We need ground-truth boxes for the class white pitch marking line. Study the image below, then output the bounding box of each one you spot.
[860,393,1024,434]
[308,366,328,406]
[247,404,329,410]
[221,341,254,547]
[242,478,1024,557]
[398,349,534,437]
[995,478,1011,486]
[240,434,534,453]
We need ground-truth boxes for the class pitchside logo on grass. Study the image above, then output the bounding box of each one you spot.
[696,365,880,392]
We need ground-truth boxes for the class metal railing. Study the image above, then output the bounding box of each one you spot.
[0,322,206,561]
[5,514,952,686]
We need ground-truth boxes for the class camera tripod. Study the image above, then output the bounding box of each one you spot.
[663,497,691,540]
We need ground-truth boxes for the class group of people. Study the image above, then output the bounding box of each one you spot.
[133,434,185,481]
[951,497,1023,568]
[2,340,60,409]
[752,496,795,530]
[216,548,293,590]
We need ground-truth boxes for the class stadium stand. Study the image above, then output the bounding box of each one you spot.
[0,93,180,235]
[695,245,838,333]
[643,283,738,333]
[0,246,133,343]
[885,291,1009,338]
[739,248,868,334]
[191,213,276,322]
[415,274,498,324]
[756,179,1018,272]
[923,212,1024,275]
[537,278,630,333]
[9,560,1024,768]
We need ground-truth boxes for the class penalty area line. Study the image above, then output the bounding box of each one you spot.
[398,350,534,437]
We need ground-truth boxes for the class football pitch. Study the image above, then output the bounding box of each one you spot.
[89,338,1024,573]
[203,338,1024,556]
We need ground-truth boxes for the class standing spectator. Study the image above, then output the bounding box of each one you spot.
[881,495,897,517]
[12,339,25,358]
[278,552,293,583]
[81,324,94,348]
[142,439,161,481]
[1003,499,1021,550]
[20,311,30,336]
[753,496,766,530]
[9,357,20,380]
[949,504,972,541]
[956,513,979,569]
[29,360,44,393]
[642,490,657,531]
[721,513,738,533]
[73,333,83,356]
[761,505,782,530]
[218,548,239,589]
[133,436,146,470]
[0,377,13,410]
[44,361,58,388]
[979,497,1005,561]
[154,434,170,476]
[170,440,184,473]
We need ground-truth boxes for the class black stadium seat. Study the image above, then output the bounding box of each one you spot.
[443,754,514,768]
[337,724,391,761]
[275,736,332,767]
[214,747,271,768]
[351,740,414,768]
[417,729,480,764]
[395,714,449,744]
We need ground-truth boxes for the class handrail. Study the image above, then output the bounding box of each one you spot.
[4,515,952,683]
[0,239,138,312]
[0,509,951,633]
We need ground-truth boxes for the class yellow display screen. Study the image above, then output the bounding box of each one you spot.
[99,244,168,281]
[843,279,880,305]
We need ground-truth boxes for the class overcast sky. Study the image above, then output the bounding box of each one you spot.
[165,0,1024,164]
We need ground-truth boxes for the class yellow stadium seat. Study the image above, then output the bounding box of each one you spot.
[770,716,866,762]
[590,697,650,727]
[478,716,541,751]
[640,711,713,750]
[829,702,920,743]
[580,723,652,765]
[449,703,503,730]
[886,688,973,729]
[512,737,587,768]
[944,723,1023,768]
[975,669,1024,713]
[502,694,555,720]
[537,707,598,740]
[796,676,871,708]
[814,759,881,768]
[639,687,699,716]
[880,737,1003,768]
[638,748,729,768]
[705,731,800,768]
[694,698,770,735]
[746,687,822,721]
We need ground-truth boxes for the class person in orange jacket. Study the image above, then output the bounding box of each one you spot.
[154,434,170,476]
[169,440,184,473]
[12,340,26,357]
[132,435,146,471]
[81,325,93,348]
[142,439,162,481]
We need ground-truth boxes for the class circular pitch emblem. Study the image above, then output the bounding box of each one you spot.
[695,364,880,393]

PROBLEM TO WORK ON | Transcribe the whole listing above exactly, leaving nothing out.

THE ANSWER |
We need ground-truth boxes for the class white pitch marking line. Study the image below, then output the bounding box of each one you spot.
[860,393,1024,434]
[308,366,328,406]
[247,404,329,410]
[221,341,254,547]
[242,478,1024,557]
[398,349,534,437]
[995,478,1011,486]
[240,434,534,453]
We need ground-truth boxes for the class pitchside logo on grass. Study the image above, then output the bounding box of each one you spot.
[696,365,880,392]
We need ground-truth boxes for the class metal railing. Study the image above, then output the bounding box of each one you spot.
[0,322,206,561]
[5,514,952,686]
We need ground-truth boxes for the class camera tripod. Study the image above, then output the bounding box of each one you spot.
[663,497,691,540]
We need ground-truth boxes for the class group of people. Study the image above, then output the bounding box of each one you spot.
[133,434,185,481]
[951,497,1023,568]
[2,340,60,409]
[752,496,795,530]
[216,548,293,590]
We need ground-truth boxes for the class stadium stand. Study the image above, then output the bounding box of each one you spot.
[0,93,180,235]
[695,245,838,333]
[643,283,738,333]
[0,246,133,343]
[885,291,1009,338]
[739,248,868,334]
[191,213,276,322]
[415,274,498,324]
[756,179,1018,272]
[923,212,1024,275]
[537,278,630,333]
[9,560,1024,768]
We need ground-truth boxes for the class penalty area line. Study the image above, then output the bounding box of each one you spot.
[398,350,534,437]
We need ground-truth boxes for the class football pitch. Study the image above, then output the bounding box of each one you spot.
[89,338,1024,573]
[203,338,1024,556]
We need ground-truth boxes for the class standing spectator. Study the image above, then output the bounding box of each one you spot.
[881,495,897,517]
[12,339,25,358]
[278,552,293,583]
[81,324,94,348]
[142,439,161,481]
[1003,499,1021,550]
[20,311,30,336]
[753,496,766,530]
[9,357,20,380]
[949,504,972,541]
[956,513,979,569]
[29,360,44,393]
[642,490,657,531]
[721,513,738,533]
[73,333,83,356]
[761,505,782,530]
[218,548,239,589]
[133,436,146,470]
[0,377,13,410]
[44,361,58,388]
[979,497,1005,561]
[154,434,170,476]
[170,440,184,473]
We need ground-truth boxes for the class black stadium seat. Study the image above, then output the bounding box of each one you spot.
[443,754,514,768]
[337,724,391,761]
[275,736,332,767]
[214,747,271,768]
[351,740,414,768]
[417,729,480,764]
[395,714,449,744]
We need ground-truth boxes for the class handrail. Study the image above, then output the bounding box of each one you spot.
[4,515,952,683]
[0,239,138,312]
[0,509,951,633]
We need ground-truth boxes for the class yellow display screen. Study the image above, then output the bounding box of each one you spot.
[99,244,168,281]
[843,279,880,305]
We need ground-truth boxes for the class overcast sky. Study the image above, then output the bounding box of each one you spot.
[165,0,1024,164]
We need ground-truth boxes for the class yellow stadium seat. Study the image above, then output the bounding box of each one you spot.
[770,716,866,762]
[590,697,650,727]
[478,716,541,751]
[640,711,713,750]
[829,702,920,743]
[580,723,652,765]
[449,703,503,730]
[886,688,973,729]
[512,737,587,768]
[944,723,1023,768]
[975,669,1024,713]
[502,694,555,720]
[537,707,598,740]
[796,676,871,708]
[814,759,881,768]
[639,687,699,716]
[880,737,1003,768]
[638,748,729,768]
[705,731,800,768]
[694,698,770,735]
[746,687,822,721]
We need ground-truth boxes for the class person in orange jacket. Study the image above, then output the bounding box of each one you spot.
[154,434,170,476]
[169,440,184,473]
[12,340,26,357]
[132,435,146,471]
[81,325,93,348]
[142,439,162,481]
We need ground-truth boxes for the class circular pitch emblem. Study the image above, then output the bounding box of each one you spot.
[695,364,880,393]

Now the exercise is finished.